The effective date of the certificate of amendment and restatement is November 3, 1998.
| Sincerely yours, |
| |
| /s/ William J. Bridge | |
| William J. Bridge Clerk of the Commission |
AMENACPT
CIS20436
TYLER BUILDING, 1300 EAST MAIN STREET, RICHMOND, VA 23219-3630 TELECOMMUNICATIONS DEVICE FOR THE DEAF-TDD/VOICE. (804) 371-9206.
ARTICLES OF AMENDMENT AND RESTATEMENT
OF
BLUEPRINT TECHNOLOGIES, INC.
The undersigned, being the President of Blueprint Technologies, Inc., hereby certifies to the State Corporation Commission:
FIRST: The name of the corporation is Blueprint Technologies, Inc. (the “Corporation”).
SECOND: The Articles of Incorporation of the Corporation are hereby amended and restated in their entirety by striking out each article therein and inserting in lieu thereof the following:
ARTICLE I. The name of the corporation is Blueprint Technologies, Inc. (the “Corporation”)
ARTICLE II. The period of its duration is perpetual.
ARTICLE III. The purposes for which the Corporation is organized are:
(a) To engage in any act or activity for which corporations may be formed under the Virginia Stock Corporation Act.
(b) In general to have and exercise, without limitation, all the powers conferred now or hereafter by the laws of the Commonwealth of Virginia upon corporations formed under the Virginia Stock Corporation Act.
ARTICLE IV. The aggregate number of shares which the Corporation shall have authority to issue is Ten Million (10,000,000) shares of common stock, par value $0.01 per share.

Problem details:
Pick up the Blueprint Technologies articles of amendment and restatement right after the sentence about Article IV's ten million authorized shares, and write the next part in the same legal style.

Entries:
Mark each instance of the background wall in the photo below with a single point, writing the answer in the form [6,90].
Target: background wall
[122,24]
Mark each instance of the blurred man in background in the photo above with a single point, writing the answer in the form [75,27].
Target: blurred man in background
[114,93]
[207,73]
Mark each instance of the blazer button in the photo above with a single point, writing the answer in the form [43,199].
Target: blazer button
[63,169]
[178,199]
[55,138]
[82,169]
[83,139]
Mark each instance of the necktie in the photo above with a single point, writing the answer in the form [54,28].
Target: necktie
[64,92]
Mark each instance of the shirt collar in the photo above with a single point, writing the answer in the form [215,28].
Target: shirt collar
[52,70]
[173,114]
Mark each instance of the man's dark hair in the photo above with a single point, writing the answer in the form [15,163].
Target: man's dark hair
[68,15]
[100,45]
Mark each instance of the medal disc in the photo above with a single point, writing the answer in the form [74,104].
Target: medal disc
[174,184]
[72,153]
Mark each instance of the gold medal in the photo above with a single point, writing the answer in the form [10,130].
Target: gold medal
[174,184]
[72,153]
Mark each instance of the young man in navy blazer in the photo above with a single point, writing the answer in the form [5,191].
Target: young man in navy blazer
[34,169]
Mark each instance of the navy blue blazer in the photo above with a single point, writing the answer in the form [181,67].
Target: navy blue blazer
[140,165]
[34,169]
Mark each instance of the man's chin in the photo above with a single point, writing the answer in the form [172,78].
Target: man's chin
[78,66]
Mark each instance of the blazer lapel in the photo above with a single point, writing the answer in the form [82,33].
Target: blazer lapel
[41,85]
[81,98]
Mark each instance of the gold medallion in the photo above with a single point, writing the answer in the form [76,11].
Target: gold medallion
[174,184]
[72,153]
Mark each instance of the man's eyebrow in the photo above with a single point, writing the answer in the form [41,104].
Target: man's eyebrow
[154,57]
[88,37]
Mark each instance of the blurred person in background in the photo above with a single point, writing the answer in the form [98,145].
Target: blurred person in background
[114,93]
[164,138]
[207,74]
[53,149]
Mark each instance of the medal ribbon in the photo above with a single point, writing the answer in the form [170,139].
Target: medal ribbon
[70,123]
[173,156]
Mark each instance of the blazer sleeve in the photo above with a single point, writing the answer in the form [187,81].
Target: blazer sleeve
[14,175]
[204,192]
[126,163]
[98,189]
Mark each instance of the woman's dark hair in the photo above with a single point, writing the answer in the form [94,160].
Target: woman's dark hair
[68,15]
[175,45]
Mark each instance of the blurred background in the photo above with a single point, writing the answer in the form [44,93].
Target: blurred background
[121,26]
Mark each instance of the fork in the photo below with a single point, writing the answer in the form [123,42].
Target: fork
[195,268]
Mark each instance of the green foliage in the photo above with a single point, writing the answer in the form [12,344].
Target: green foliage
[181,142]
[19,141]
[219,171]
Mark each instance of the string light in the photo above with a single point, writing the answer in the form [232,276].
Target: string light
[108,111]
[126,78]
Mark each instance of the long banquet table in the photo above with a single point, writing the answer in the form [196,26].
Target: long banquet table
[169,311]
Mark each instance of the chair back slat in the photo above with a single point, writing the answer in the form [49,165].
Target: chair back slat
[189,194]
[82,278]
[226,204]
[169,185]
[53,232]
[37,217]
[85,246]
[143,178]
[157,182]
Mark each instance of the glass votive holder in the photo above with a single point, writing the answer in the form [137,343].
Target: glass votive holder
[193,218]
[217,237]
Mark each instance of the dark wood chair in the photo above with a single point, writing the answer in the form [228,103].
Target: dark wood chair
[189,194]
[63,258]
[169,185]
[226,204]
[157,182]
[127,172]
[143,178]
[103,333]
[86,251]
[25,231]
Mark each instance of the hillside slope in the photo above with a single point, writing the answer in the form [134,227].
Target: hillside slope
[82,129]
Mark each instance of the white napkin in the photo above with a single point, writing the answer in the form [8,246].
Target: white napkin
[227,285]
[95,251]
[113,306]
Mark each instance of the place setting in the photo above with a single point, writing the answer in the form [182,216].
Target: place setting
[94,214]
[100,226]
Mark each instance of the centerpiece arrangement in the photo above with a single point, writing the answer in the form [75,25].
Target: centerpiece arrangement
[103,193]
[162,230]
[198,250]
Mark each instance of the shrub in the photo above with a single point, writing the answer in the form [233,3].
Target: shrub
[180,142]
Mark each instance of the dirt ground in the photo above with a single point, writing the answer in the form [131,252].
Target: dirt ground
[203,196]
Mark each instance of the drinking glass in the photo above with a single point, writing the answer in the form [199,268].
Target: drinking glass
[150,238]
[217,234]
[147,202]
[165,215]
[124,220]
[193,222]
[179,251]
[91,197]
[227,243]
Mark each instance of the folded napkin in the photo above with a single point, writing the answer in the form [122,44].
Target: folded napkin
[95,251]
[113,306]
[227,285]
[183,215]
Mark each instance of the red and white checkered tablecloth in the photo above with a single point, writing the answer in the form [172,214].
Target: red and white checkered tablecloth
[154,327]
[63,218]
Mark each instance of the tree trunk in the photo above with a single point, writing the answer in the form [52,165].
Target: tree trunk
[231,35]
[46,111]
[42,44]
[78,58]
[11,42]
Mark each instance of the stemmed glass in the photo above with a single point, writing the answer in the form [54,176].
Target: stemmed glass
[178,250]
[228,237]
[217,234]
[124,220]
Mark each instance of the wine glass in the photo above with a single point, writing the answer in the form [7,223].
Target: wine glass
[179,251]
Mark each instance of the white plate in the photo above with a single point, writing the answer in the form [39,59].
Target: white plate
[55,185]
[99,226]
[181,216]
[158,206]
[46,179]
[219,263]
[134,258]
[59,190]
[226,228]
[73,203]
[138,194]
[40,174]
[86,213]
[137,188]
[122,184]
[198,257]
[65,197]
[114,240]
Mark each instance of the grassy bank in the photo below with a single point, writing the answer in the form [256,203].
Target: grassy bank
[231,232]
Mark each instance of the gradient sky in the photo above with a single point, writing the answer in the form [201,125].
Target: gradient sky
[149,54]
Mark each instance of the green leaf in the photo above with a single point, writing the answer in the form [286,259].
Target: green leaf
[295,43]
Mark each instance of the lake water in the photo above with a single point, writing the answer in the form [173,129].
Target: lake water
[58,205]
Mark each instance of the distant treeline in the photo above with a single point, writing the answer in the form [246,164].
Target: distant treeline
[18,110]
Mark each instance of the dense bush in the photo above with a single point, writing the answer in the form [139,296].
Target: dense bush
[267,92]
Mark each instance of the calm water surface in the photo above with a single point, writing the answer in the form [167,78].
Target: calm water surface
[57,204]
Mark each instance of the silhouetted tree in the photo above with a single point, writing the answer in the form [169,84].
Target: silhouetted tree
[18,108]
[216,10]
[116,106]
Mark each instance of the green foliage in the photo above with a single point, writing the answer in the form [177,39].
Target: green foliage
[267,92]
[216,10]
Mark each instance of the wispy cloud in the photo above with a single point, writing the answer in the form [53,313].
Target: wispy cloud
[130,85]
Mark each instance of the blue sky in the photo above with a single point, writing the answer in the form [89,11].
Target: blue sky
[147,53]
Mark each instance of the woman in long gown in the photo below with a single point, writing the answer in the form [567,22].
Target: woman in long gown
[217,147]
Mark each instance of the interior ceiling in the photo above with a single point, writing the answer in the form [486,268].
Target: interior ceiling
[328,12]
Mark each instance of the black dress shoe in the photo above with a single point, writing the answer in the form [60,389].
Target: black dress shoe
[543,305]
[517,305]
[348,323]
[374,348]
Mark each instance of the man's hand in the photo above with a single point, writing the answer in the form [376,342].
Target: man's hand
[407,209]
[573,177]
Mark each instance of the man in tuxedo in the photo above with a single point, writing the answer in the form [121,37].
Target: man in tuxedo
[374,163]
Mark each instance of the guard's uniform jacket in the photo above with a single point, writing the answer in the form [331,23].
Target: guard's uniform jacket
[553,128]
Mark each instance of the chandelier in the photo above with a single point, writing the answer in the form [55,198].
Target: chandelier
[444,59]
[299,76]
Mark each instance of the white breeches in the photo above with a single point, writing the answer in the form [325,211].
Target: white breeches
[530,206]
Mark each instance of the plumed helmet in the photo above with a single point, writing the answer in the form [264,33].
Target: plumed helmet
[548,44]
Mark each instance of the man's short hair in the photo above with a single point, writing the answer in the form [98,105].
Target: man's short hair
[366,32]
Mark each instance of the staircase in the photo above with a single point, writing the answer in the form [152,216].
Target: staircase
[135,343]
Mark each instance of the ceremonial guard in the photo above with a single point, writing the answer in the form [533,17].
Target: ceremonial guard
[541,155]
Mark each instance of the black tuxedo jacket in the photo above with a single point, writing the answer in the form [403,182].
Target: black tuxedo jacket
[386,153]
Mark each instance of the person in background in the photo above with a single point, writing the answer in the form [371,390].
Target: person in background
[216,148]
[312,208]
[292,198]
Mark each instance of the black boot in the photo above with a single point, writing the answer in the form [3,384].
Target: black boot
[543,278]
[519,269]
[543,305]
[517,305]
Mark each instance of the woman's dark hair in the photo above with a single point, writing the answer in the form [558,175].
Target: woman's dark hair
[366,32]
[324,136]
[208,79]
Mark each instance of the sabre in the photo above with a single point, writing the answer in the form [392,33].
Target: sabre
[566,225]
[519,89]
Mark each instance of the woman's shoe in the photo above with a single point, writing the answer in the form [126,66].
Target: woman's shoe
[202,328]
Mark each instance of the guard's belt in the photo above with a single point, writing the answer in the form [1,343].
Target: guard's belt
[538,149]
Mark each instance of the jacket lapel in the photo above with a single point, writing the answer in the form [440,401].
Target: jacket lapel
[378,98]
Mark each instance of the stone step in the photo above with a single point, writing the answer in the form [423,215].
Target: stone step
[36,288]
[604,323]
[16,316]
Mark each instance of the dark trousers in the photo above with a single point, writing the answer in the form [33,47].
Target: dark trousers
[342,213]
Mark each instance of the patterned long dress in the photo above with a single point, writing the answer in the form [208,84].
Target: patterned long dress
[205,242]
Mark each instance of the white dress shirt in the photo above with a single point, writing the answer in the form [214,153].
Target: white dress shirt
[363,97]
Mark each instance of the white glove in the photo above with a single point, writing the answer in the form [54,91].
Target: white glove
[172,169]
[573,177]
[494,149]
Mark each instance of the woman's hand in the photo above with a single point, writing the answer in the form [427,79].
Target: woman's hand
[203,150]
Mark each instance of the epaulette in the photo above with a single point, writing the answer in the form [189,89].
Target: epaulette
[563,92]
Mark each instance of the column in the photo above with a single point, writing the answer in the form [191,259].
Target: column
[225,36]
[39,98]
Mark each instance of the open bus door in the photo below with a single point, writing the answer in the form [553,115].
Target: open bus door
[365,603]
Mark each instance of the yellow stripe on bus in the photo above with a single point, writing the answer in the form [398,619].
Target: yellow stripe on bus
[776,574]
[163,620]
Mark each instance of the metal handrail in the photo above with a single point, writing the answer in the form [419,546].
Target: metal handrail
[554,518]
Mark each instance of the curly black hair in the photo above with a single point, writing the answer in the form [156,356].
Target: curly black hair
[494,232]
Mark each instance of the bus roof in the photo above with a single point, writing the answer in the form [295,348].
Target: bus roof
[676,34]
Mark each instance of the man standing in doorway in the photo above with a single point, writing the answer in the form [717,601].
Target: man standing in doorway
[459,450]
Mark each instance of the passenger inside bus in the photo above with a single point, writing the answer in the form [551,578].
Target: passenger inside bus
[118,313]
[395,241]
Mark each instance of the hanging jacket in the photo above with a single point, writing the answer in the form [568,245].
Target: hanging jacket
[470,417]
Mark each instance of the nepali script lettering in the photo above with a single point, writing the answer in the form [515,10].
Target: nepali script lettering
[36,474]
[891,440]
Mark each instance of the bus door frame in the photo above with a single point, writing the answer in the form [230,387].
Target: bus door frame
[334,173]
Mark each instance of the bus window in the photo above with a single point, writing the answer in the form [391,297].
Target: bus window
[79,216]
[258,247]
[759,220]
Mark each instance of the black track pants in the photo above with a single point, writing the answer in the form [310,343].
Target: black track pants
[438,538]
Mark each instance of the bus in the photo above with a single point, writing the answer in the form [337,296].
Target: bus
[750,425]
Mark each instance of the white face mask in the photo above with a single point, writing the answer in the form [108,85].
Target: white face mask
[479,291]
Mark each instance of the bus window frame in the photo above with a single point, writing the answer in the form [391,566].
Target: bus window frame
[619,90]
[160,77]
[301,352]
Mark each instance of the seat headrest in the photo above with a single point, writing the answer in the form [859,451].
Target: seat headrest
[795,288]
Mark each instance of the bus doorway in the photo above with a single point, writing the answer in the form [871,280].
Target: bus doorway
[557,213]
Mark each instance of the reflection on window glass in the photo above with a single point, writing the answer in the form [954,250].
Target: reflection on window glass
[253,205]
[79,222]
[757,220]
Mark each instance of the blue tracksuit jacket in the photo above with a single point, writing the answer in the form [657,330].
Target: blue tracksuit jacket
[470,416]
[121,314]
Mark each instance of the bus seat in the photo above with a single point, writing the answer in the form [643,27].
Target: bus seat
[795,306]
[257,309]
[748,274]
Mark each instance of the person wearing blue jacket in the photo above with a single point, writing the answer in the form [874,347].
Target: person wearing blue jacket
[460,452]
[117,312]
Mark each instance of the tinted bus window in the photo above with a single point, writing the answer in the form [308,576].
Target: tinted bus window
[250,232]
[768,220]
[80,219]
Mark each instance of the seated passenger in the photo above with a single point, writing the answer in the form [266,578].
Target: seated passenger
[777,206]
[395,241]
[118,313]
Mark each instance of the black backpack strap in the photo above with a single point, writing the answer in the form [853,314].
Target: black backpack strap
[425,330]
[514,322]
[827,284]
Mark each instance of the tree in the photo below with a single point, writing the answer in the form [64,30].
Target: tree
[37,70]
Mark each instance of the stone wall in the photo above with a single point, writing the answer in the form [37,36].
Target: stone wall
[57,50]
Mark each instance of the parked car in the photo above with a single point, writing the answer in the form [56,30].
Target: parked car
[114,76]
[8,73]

Response for this exercise:
ARTICLE V. Each share of common stock which is outstanding shall be entitled to one (1) vote on each matter which is submitted to a vote of the stockholders. The stockholders shall not be entitled to cumulate their shares in the election of directors. The Board of Directors is hereby expressly authorized, subject to any limitations prescribed by law, to provide for the issuance of the shares of common stock in series, and by filing a designation of common stock by
an amendment to the Articles of Amendment and Restatement to the Articles of Incorporation pursuant to the Virginia Stock Corporation Act, to establish from time to time the number of shares to be included in each such series, and to fix the designation, powers, preferences and rights of the shares of each such series and any qualifications, limitations or restrictions thereof. The number of authorized shares of the common stock may be increased or decreased (but not below the number of shares thereof then outstanding) by the affirmative vote of the holders of a majority of the common stock.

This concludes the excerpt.